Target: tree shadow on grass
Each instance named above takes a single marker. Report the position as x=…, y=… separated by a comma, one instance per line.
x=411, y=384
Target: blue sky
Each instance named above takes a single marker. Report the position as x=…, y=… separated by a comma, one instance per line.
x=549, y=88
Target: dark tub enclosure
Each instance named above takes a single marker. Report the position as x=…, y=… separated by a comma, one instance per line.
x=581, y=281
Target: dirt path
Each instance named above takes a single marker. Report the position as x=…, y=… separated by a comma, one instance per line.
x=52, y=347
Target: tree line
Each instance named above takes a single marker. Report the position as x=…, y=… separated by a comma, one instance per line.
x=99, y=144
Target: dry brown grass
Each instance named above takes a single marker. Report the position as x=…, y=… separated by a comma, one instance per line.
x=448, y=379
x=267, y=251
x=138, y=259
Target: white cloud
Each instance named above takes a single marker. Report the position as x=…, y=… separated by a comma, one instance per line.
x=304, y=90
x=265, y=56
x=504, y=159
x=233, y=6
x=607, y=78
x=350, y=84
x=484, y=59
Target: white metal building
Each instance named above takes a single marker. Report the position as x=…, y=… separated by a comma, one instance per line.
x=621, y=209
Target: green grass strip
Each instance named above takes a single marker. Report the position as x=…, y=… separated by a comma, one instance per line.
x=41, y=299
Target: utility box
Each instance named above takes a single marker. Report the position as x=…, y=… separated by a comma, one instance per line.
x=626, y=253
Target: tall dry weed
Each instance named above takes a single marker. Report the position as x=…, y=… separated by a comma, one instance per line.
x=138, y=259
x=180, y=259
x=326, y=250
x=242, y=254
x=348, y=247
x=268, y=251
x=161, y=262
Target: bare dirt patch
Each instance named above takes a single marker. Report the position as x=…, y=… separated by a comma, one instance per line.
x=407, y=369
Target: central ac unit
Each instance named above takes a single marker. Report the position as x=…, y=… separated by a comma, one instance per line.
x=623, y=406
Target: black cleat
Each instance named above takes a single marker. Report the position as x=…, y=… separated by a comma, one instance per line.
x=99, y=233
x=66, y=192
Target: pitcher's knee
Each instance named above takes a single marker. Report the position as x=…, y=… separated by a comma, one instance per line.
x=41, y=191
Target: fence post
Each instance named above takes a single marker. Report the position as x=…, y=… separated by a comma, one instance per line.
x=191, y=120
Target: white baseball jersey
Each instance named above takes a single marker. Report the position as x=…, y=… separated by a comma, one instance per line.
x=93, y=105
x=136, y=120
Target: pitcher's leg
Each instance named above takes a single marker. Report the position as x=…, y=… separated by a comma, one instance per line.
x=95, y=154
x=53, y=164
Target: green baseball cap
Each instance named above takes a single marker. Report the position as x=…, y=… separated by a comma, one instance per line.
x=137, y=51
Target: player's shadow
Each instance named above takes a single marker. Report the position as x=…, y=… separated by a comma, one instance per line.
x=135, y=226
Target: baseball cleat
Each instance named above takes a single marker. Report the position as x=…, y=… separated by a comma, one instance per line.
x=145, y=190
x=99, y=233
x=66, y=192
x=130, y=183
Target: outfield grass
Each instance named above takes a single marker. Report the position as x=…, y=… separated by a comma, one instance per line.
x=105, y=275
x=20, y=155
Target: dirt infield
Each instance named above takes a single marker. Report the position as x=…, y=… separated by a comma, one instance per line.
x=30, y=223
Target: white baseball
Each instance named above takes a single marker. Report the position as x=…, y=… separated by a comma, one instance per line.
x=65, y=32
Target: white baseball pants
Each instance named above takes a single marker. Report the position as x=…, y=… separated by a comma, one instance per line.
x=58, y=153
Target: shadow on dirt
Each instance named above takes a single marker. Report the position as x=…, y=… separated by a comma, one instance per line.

※ ※ ※

Work to do:
Revise the material above so that every occurrence of "Target" reads "Object", leaving everything else unchanged.

Complete output:
Object: tree shadow on grass
Each instance named above takes a single marker. Report the position as x=…, y=… separated by a comma, one instance per line.
x=411, y=384
Object: blue sky
Each instance named above takes a single marker. Report the position as x=…, y=… separated by a comma, one instance per line.
x=549, y=88
Object: dark tub enclosure
Each instance named above takes a single marker. Report the position as x=…, y=… separated by a comma, one instance per line.
x=581, y=281
Object: dirt path
Each instance named above takes a single marker. Report the position as x=…, y=… separated by a comma, one instance per line.
x=52, y=347
Object: tree line
Each instance named above takes a single marker. Report the position as x=…, y=… separated by a comma, one instance per line.
x=99, y=144
Object: dry brown grass
Each instance named above takes a single marker. Report the position as x=…, y=… separated by a comma, one instance per line.
x=448, y=379
x=267, y=251
x=138, y=259
Object: white cloud
Each instance named above takes a single marker. Report the position as x=…, y=… separated by a comma, one instance per line.
x=304, y=90
x=265, y=56
x=504, y=159
x=233, y=6
x=607, y=78
x=350, y=84
x=484, y=59
Object: white metal building
Each instance named above takes a single marker. Report the position as x=…, y=… separated by a comma, one instance per line.
x=621, y=209
Object: green grass strip
Each instance named above takes a single marker. Report the position as x=…, y=… separated by a comma, one instance per line.
x=41, y=299
Object: utility box
Each instance named above takes a single marker. Report the position as x=…, y=… separated by a comma, one instance per line.
x=626, y=253
Object: tall dry weed
Each instance named above takes a single marker. Report the position as x=…, y=… separated by a comma, one instance per line.
x=138, y=259
x=180, y=259
x=326, y=250
x=242, y=254
x=348, y=247
x=268, y=251
x=161, y=262
Object: bare dirt patch
Each instance named above takes a single marker. Report the position as x=…, y=… separated by a comma, one instance per line.
x=407, y=369
Object: central ac unit
Each instance named above takes a single marker. Report the position as x=…, y=… separated by a comma, one instance per line.
x=623, y=406
Object: black cleat
Each instance named above takes a single marker. Report the position as x=…, y=… separated by a comma, one instance per line.
x=99, y=233
x=66, y=192
Object: pitcher's knee
Each instance named above takes a single marker. Report the position as x=…, y=… separated by a comma, one instance per line.
x=41, y=191
Object: fence post
Each instance named above takes a single marker. Report the position as x=…, y=… separated by a comma, one instance per line.
x=191, y=120
Object: white baseball jersey
Each instance named above takes a single marker. Report the position as x=…, y=… separated by a comma, one instance per line.
x=93, y=105
x=136, y=120
Object: pitcher's leg
Each instance named above takes a single marker. Report the position as x=…, y=… separated by a comma, one instance per line.
x=95, y=154
x=53, y=164
Object: green baseball cap
Each instance named above takes a single marker. Report the position as x=…, y=… separated by a comma, one instance per line.
x=137, y=51
Object: player's shadow
Each instance named above takes a single marker. Report the position as x=…, y=… separated by a comma, one instance per line.
x=135, y=226
Object: baseball cleat
Each instance named above takes a single marker. Report the position as x=…, y=… separated by a comma, one instance per line.
x=145, y=190
x=99, y=233
x=66, y=192
x=130, y=183
Object: outfield grass
Each instance named above takes a single marker. Report the position as x=…, y=… separated by a comma, one instance per line.
x=105, y=275
x=20, y=155
Object: dirt infield
Each instance named above takes a single marker. Report the position as x=…, y=… separated by a comma, one instance per line.
x=30, y=223
Object: white baseball
Each instance named above takes a single marker. Report the position as x=…, y=… separated by a comma, one instance per line.
x=65, y=32
Object: white baseball pants
Each instance named above takes a single marker. Report the position as x=…, y=… separated by a comma, one instance per line.
x=58, y=153
Object: shadow on dirt
Each instance named above takes a single marker. Report the position as x=…, y=… separated by a comma, one instance per line.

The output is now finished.